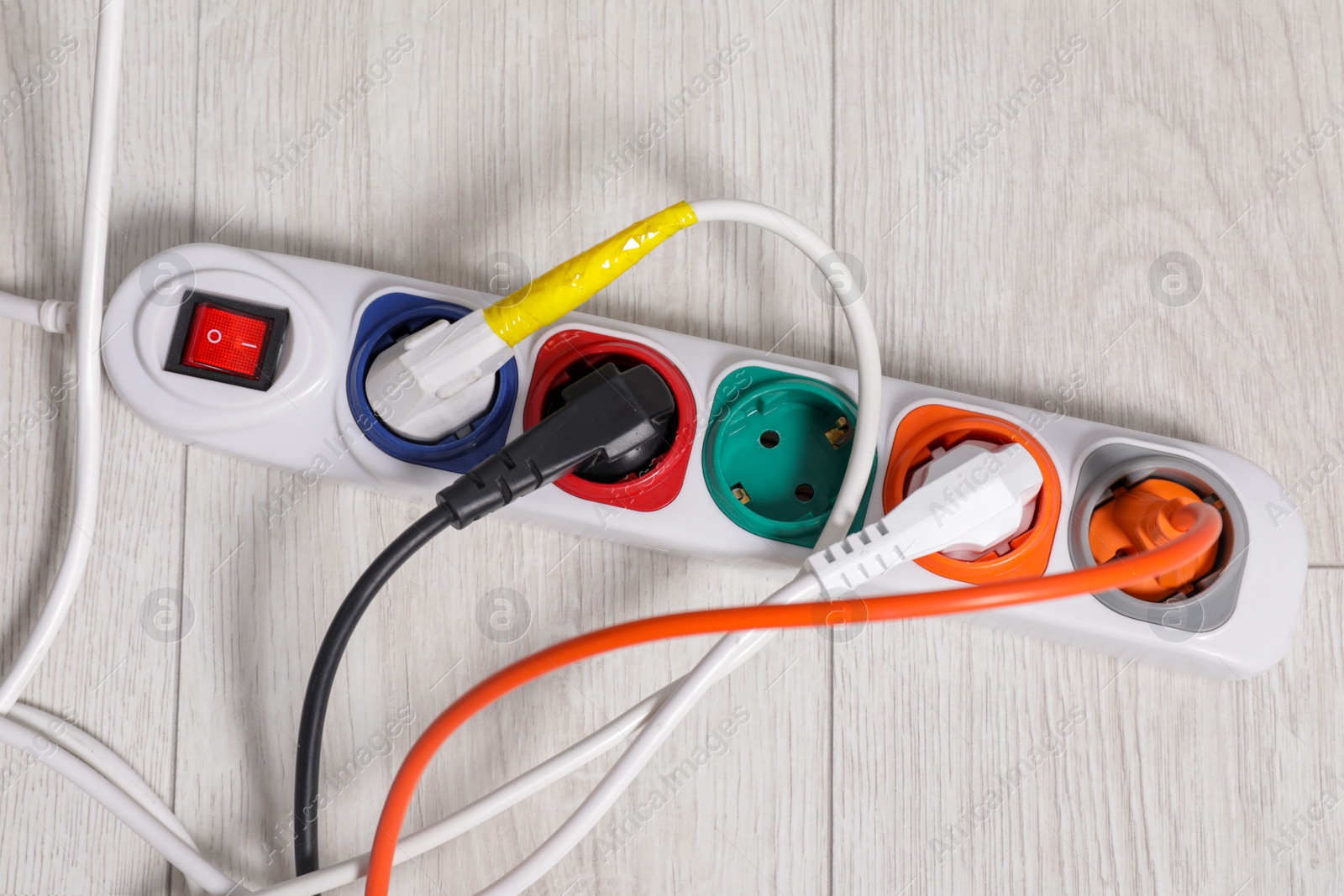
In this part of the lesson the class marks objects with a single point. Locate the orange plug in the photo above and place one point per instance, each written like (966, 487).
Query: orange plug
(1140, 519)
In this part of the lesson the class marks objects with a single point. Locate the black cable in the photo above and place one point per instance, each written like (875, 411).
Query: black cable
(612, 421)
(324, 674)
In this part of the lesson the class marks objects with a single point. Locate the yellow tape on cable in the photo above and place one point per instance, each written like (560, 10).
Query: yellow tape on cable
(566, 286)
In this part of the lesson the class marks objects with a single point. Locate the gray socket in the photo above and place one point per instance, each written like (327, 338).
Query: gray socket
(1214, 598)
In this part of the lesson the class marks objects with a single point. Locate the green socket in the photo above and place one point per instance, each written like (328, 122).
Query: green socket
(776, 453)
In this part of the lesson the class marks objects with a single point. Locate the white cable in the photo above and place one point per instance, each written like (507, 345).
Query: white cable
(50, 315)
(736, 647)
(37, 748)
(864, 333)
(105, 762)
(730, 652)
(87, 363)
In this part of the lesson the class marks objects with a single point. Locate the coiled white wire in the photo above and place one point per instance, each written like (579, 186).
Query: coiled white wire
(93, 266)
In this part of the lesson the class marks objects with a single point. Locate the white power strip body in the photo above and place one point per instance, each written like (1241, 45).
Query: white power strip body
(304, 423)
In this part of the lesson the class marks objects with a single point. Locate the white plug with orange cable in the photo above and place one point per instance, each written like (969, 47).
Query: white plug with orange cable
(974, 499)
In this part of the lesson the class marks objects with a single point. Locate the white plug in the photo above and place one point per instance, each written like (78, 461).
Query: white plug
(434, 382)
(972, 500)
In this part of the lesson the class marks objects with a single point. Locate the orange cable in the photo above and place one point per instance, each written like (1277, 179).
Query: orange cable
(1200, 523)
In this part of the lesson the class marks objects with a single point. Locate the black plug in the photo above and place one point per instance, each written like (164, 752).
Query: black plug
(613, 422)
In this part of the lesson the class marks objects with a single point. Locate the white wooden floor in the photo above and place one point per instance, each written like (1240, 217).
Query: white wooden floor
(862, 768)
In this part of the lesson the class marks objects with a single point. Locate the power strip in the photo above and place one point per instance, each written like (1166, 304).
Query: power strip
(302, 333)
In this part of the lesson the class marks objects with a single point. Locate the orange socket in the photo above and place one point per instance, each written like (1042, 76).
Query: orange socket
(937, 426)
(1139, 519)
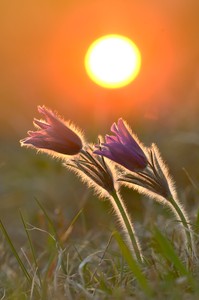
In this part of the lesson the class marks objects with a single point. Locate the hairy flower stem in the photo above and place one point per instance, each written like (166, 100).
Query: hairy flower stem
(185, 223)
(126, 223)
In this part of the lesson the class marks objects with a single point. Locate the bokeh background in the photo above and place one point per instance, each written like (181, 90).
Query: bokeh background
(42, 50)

- **Work instructions**: Put the stretch of material that opens with the line containing "like (969, 47)." and closes with the line containing "(1200, 523)", both of those lines included, into a Markdown table with the columns Row and Line. Give each line its row number and leave out any blank lines.

- **Solution for this problem**:
| Row | Line |
|---|---|
| 1 | In this part of the lesson the class marks objects with a single point. Locate the white plug with orange cable in the photo above and place one point per instance, each written like (969, 47). |
| 2 | Query: white plug with orange cable |
| 3 | (974, 499) |
| 4 | In this part of the lesson the class marks objects with a single point. Locate the white plug in the photo above and place one point per instance, each written like (78, 461). |
| 5 | Query: white plug |
| 6 | (434, 382) |
| 7 | (972, 500) |
| 8 | In this part of the lesson the class marks objects with a single point. Locate the orange cable in the photo above and place one point per instance, each written like (1277, 179). |
| 9 | Query: orange cable |
| 10 | (1200, 523) |